[Recorded data]
-- Opening Marker --
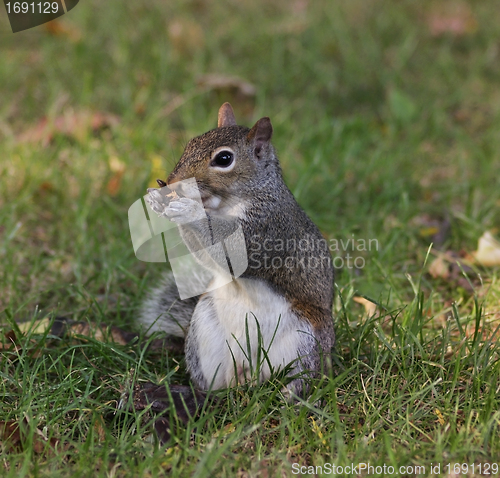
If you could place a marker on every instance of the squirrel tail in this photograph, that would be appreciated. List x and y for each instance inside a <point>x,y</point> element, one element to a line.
<point>164,311</point>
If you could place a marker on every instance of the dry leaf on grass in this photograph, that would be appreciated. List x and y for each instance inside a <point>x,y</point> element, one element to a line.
<point>488,251</point>
<point>63,28</point>
<point>14,437</point>
<point>370,307</point>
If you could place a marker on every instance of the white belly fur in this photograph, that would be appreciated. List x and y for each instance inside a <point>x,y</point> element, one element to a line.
<point>222,326</point>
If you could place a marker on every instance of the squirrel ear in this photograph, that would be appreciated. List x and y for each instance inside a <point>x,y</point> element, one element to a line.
<point>260,133</point>
<point>226,116</point>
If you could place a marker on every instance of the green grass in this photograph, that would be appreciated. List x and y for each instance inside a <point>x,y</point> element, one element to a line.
<point>380,126</point>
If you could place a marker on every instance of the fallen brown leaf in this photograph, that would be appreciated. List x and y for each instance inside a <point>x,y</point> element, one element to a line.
<point>370,307</point>
<point>488,251</point>
<point>117,167</point>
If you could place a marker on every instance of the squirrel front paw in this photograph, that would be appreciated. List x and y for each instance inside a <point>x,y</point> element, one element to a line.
<point>157,201</point>
<point>184,210</point>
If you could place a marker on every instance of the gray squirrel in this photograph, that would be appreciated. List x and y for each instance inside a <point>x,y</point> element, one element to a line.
<point>282,301</point>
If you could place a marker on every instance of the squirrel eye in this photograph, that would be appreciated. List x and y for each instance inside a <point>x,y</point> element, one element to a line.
<point>223,159</point>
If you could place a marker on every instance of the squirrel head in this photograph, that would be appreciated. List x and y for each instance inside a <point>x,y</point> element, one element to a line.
<point>230,163</point>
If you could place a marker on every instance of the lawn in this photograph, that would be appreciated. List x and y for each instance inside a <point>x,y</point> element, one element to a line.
<point>386,120</point>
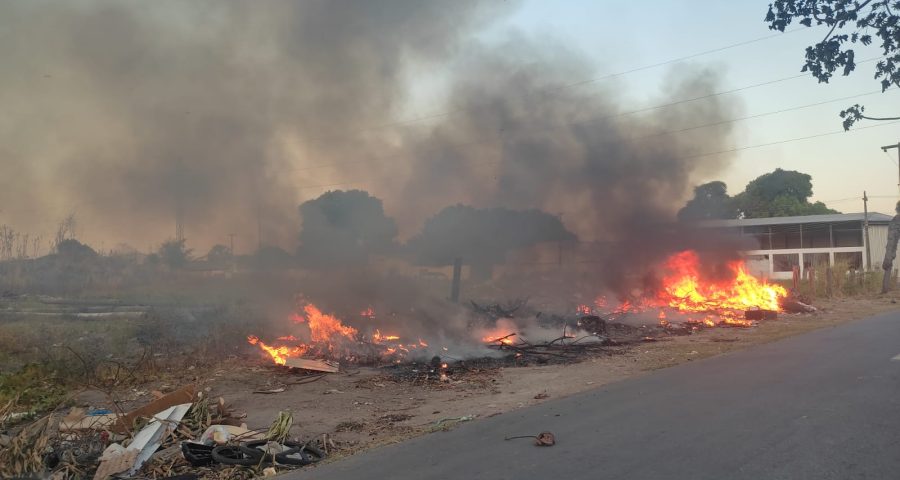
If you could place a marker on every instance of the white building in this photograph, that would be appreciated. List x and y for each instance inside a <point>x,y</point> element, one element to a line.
<point>810,240</point>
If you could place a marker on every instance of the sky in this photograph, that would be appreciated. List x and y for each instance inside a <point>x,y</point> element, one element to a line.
<point>622,36</point>
<point>112,107</point>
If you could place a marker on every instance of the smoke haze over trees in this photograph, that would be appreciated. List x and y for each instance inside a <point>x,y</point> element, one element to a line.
<point>482,237</point>
<point>343,228</point>
<point>234,114</point>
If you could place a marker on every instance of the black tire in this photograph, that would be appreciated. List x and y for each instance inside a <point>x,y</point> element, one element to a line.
<point>228,455</point>
<point>300,455</point>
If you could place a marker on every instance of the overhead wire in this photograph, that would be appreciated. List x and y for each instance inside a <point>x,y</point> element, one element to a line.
<point>593,80</point>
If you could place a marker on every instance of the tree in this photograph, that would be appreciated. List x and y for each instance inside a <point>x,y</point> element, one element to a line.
<point>218,255</point>
<point>344,228</point>
<point>74,250</point>
<point>848,23</point>
<point>711,201</point>
<point>781,193</point>
<point>482,237</point>
<point>270,257</point>
<point>174,253</point>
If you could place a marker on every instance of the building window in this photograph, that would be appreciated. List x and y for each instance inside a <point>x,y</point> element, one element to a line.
<point>848,261</point>
<point>760,235</point>
<point>819,261</point>
<point>816,235</point>
<point>847,234</point>
<point>785,236</point>
<point>785,262</point>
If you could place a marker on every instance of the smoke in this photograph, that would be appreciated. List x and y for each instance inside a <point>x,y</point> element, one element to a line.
<point>122,111</point>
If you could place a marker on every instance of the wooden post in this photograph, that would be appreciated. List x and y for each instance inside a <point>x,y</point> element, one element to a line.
<point>457,273</point>
<point>811,278</point>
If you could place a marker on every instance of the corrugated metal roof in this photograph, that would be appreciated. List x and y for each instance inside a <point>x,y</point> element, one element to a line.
<point>874,217</point>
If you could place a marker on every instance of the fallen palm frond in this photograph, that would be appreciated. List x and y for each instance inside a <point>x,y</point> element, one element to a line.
<point>25,453</point>
<point>281,427</point>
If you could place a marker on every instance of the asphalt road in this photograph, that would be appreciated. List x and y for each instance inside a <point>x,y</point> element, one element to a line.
<point>825,405</point>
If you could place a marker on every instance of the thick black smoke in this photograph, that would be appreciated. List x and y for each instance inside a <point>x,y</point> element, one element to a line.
<point>120,110</point>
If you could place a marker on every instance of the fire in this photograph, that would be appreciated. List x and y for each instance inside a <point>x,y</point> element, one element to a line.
<point>377,337</point>
<point>279,354</point>
<point>324,328</point>
<point>685,290</point>
<point>330,338</point>
<point>501,338</point>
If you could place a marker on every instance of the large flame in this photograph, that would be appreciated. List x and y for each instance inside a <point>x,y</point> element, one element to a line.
<point>684,288</point>
<point>330,338</point>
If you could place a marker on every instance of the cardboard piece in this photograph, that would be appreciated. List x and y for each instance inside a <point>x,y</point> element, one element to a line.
<point>184,395</point>
<point>128,460</point>
<point>77,420</point>
<point>315,365</point>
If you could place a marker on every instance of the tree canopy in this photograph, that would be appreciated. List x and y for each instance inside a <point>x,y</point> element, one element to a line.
<point>482,237</point>
<point>174,253</point>
<point>344,228</point>
<point>780,193</point>
<point>850,24</point>
<point>711,201</point>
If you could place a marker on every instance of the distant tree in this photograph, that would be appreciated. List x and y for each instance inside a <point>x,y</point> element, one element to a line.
<point>73,249</point>
<point>270,257</point>
<point>344,228</point>
<point>848,23</point>
<point>482,237</point>
<point>711,201</point>
<point>780,193</point>
<point>219,255</point>
<point>65,229</point>
<point>174,253</point>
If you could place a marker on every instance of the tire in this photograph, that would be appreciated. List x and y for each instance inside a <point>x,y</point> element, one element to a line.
<point>243,456</point>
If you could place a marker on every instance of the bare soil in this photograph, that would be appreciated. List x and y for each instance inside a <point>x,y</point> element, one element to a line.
<point>367,407</point>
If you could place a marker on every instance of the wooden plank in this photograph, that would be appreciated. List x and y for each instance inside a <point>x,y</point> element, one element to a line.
<point>314,365</point>
<point>183,395</point>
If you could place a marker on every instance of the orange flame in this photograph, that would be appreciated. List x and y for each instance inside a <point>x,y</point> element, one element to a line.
<point>685,290</point>
<point>279,354</point>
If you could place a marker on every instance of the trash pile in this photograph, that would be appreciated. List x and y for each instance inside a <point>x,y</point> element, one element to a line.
<point>180,435</point>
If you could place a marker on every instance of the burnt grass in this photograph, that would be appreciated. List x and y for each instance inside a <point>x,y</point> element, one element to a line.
<point>616,339</point>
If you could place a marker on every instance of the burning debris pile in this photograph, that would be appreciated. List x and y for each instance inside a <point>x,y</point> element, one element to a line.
<point>329,338</point>
<point>685,297</point>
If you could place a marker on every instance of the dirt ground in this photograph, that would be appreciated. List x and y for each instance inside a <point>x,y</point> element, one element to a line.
<point>368,407</point>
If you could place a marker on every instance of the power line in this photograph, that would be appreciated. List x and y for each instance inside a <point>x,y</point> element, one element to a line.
<point>718,152</point>
<point>668,132</point>
<point>592,80</point>
<point>789,140</point>
<point>641,110</point>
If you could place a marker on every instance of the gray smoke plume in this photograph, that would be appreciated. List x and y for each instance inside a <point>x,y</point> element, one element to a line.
<point>120,110</point>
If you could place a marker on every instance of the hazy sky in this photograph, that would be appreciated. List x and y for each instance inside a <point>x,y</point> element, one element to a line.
<point>274,104</point>
<point>625,35</point>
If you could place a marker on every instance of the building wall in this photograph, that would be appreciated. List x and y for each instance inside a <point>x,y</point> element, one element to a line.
<point>878,244</point>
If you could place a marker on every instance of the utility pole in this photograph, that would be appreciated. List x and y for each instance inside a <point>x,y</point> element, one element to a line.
<point>866,230</point>
<point>258,227</point>
<point>897,146</point>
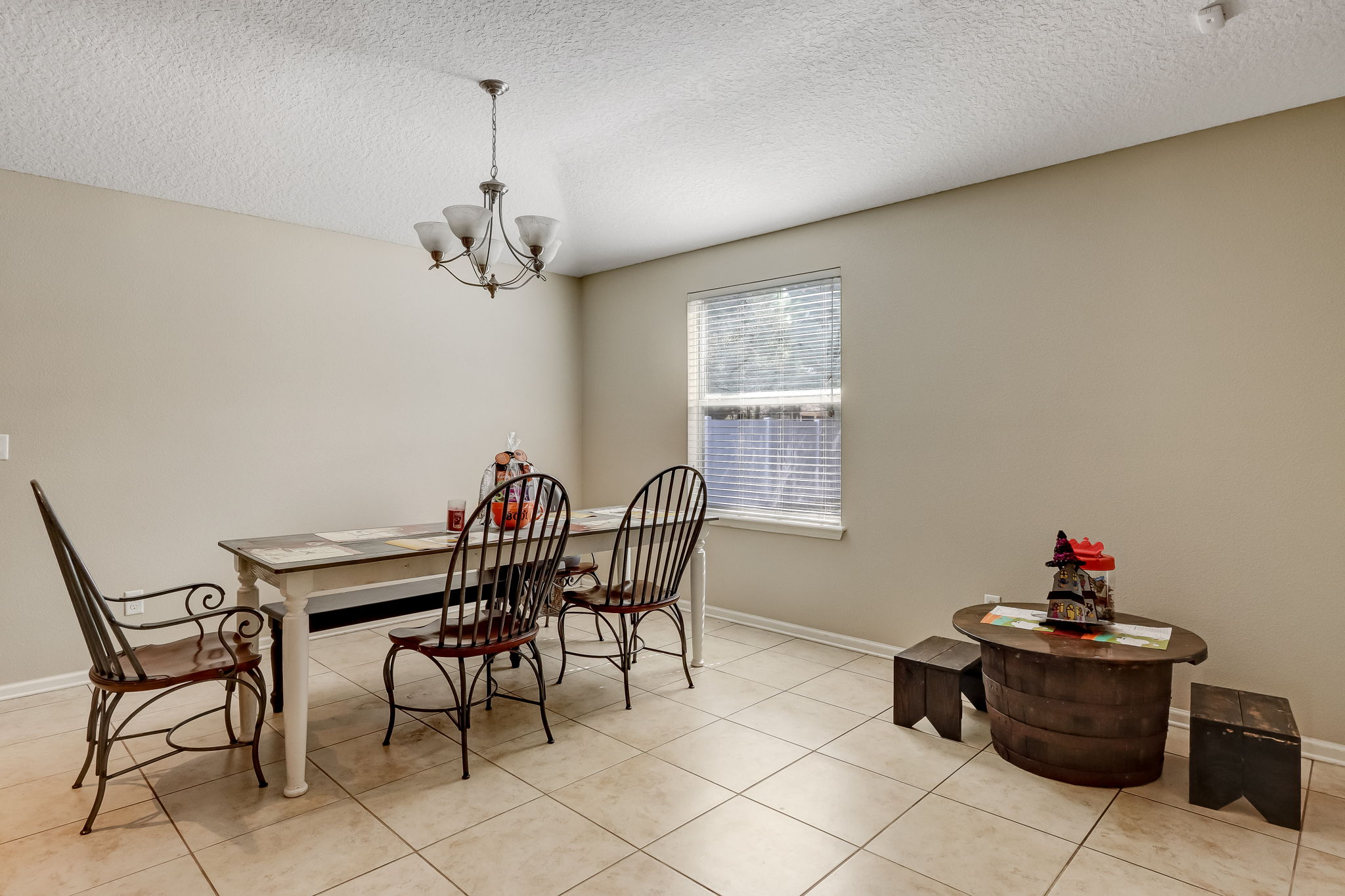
-- Closing Marker --
• Task goal: Please copy only the lines from the one that contains "of the burning" through the last line of the records, exactly, and keep every picture out of the copy.

• Problem solution:
If you could place a marker on every instance of the burning debris pile in this photograph, that would be appreciated. List x and y for each instance inside a <point>x,y</point> element, one element to a line.
<point>329,338</point>
<point>685,297</point>
If you could place a marker on every instance of the dirt ground in this photograph, that would be appreciated. List x and y for each instance inside a <point>x,y</point> element, one element to a line.
<point>368,407</point>
If you could place a marker on every instance of the power line in this photograph, that would be appreciated. List x and y for each instance inside a <point>x,y</point> element, one element to a line.
<point>718,152</point>
<point>668,132</point>
<point>592,80</point>
<point>789,140</point>
<point>641,110</point>
If you could place a marker on every instance of the gray smoke plume in this photograph, that would be appreciated. List x and y for each instance inside a <point>x,y</point> element, one element to a line.
<point>120,110</point>
If you could place a marker on every instance of the hazy sky in this photograph, that would be appreciated. List x and y for each instance inside a <point>x,y</point> element, one element to a line.
<point>274,104</point>
<point>625,35</point>
If you could place a marker on every instance of the building wall in this photograph, that would be appreciated. List x and y for each instance inside a <point>x,y</point> element, one element to a line.
<point>878,244</point>
If you could place a marker on every instance of the utility pole in this photograph, that would be appreciated. List x and y for each instance inside a <point>x,y</point> element, one element to a line.
<point>866,230</point>
<point>258,227</point>
<point>897,146</point>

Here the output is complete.